**Data**
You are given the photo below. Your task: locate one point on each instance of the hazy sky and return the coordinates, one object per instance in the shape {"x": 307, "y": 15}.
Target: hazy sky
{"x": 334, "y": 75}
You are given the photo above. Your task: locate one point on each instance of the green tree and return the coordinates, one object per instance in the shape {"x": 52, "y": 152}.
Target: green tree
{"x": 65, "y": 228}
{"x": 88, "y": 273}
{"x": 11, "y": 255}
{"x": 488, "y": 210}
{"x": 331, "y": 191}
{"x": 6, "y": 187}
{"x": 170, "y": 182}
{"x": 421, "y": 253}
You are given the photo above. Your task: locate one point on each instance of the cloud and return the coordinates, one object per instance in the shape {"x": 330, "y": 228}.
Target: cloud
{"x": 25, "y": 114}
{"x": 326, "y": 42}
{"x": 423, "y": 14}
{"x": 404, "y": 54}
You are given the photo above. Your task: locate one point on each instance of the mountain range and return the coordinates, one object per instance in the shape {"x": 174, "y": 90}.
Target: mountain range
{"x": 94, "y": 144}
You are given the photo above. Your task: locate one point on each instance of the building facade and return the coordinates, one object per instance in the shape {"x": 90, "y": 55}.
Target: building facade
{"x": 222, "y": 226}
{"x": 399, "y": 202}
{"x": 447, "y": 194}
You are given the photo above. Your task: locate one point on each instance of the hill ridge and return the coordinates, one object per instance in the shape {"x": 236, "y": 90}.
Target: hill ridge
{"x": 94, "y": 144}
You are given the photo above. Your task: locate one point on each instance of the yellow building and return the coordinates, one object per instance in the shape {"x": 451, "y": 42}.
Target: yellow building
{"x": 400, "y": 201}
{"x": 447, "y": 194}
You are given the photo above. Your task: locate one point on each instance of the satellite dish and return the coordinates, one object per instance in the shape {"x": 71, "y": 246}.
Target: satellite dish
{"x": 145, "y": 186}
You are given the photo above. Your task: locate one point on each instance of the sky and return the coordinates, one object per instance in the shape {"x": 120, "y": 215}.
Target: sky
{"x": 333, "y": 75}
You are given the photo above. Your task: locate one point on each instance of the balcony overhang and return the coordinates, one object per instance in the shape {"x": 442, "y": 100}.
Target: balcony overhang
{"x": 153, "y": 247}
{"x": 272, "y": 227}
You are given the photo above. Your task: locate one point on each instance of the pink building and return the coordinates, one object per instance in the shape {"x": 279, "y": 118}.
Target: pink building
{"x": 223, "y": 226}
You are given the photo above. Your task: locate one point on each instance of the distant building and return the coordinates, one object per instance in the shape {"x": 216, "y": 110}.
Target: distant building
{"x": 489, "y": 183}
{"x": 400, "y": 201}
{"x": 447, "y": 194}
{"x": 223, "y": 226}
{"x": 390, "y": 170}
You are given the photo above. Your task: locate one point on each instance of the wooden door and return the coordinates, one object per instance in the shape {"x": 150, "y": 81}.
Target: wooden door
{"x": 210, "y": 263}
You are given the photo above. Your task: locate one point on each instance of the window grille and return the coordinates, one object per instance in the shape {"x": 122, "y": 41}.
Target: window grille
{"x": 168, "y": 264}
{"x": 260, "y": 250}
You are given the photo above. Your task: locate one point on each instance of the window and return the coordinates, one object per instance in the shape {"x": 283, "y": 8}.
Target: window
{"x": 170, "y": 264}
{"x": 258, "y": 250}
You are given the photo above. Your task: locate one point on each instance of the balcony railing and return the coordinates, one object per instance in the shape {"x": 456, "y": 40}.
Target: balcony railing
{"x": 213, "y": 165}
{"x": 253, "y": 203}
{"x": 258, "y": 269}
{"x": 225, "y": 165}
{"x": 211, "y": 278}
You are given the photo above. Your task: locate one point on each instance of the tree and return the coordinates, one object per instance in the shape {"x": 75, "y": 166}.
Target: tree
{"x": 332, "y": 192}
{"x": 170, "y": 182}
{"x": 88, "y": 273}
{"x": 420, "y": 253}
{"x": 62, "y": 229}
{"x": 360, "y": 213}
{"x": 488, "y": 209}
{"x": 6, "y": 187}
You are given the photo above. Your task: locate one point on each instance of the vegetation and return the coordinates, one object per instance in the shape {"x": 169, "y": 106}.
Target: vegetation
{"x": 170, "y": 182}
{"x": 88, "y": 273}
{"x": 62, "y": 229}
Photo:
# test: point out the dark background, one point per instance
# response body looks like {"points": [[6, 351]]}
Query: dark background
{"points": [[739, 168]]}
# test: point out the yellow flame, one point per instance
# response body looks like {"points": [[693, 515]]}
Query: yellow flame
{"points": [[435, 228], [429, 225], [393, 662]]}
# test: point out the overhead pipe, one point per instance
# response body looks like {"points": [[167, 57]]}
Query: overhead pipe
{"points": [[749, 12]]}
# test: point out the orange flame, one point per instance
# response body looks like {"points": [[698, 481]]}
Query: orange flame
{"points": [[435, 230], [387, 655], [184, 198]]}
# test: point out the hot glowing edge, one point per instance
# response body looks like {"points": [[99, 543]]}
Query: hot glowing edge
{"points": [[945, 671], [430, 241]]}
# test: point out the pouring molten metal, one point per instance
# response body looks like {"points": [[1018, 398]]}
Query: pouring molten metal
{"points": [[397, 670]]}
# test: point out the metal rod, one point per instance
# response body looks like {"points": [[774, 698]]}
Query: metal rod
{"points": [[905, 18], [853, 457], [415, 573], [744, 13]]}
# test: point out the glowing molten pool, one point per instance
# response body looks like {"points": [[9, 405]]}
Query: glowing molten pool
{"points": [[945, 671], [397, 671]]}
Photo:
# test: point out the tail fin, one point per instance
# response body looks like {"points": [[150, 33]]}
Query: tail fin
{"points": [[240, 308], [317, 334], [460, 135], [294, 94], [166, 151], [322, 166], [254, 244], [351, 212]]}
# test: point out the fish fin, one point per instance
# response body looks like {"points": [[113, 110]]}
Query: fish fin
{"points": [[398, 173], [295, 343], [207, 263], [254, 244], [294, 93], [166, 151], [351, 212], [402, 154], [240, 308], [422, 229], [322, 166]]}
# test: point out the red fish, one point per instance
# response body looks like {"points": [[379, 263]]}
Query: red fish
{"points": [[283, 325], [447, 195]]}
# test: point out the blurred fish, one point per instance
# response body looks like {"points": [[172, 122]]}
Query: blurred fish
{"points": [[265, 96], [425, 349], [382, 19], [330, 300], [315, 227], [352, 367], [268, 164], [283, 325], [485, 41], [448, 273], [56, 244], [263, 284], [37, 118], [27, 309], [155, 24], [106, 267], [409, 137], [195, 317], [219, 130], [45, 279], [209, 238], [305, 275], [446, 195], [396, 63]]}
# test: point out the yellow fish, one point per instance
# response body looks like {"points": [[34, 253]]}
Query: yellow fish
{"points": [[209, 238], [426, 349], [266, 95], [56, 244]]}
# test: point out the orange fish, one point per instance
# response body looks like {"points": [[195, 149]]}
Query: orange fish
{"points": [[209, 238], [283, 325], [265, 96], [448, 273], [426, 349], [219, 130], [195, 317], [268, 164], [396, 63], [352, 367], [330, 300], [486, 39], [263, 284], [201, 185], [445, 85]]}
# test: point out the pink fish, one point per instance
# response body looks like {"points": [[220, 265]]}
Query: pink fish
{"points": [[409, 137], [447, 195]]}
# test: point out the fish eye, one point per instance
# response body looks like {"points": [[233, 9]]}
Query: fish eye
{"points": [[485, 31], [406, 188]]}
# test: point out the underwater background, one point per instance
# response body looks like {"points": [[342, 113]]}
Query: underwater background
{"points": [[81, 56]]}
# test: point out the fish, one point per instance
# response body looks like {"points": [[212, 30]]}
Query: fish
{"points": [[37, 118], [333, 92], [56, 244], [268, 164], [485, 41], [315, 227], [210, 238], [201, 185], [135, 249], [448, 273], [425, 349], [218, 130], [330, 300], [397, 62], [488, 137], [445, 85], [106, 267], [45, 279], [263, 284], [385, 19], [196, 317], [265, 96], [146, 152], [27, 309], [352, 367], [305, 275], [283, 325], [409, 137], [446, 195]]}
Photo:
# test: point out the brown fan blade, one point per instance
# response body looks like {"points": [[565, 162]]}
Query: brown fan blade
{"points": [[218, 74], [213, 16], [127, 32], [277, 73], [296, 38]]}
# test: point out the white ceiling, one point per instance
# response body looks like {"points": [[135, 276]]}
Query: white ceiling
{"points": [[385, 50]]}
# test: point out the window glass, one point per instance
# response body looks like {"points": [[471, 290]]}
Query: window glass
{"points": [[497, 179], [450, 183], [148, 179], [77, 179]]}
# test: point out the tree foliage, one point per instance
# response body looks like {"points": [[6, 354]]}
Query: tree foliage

**What you will do**
The lines to copy run from the start of the records above through the line holding "of the green"; give them exactly, both ends included, and nothing else.

**Written solution**
You are given the photo below. Your task: locate one point on each instance of the hazy sky and return the coordinates, one object per instance in the shape {"x": 307, "y": 15}.
Target: hazy sky
{"x": 334, "y": 75}
You are given the photo above. Your task: locate one point on each instance of the green tree and return the coordinates, one object per instance in the shape {"x": 52, "y": 152}.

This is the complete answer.